Count the lines of the data below that contain the string "road", matching case exactly, and reply with only that number.

TASK MATERIAL:
++++++++++

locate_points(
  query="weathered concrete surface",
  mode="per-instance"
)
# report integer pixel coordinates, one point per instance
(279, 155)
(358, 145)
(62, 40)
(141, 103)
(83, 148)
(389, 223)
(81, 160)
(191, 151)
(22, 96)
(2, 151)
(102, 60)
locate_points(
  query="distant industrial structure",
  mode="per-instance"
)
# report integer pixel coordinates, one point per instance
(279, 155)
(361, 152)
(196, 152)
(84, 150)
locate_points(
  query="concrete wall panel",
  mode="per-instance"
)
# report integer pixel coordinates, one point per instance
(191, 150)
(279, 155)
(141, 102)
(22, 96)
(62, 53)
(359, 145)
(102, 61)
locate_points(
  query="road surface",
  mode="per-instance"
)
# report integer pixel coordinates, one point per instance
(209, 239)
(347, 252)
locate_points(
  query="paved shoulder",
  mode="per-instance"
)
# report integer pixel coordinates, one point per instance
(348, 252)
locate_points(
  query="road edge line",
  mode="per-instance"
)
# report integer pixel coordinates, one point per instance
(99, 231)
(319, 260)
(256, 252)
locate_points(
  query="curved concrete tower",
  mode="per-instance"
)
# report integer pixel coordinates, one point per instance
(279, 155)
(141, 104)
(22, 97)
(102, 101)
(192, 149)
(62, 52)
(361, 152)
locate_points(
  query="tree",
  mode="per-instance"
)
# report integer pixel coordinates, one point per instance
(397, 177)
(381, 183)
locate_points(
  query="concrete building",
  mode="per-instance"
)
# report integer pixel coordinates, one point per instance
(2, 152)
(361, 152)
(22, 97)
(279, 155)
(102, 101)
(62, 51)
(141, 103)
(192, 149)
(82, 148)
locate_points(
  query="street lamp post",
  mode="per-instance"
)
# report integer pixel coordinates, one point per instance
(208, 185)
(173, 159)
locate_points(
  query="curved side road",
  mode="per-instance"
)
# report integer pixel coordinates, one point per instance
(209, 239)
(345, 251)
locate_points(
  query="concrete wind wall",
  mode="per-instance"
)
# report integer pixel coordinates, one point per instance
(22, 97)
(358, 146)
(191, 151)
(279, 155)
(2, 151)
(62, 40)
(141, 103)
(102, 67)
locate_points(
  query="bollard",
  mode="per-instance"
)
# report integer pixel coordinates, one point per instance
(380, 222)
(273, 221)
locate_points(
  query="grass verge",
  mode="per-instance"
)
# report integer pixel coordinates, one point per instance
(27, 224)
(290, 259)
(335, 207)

++++++++++

FULL ANSWER: 3